Items from a data source -
____________________
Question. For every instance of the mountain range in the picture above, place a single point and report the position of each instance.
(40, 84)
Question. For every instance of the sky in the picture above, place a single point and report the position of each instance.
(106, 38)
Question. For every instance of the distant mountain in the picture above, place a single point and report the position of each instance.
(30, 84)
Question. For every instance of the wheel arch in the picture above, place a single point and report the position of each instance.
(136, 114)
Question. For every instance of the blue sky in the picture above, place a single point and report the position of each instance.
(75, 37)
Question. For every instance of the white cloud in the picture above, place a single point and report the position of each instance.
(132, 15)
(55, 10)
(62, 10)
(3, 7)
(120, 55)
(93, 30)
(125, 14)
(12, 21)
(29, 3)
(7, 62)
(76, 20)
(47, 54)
____________________
Problem description -
What's wanted is a faithful copy of each entry above.

Result -
Question. For every instance of the mountain range in the picture above, place a single point and report the position of each instance.
(40, 84)
Question. For every instance of the sky in the picture above, place a single point and report the position of each instance.
(106, 38)
Question. For every instance of the distant mountain in the picture above, place a single point and report the position of each instance.
(30, 84)
Question. For every instance of the wheel arch in the picture above, place a single point and report the position of each instance.
(136, 114)
Question. For every instance of the blue sky in the picture above, place a single point and report the position of each instance.
(75, 37)
Question. For every instance of the white cloud in the picture above, place a single point and report the position of each instance.
(132, 15)
(55, 10)
(62, 10)
(3, 7)
(120, 55)
(93, 30)
(125, 14)
(12, 21)
(29, 3)
(7, 62)
(76, 20)
(47, 54)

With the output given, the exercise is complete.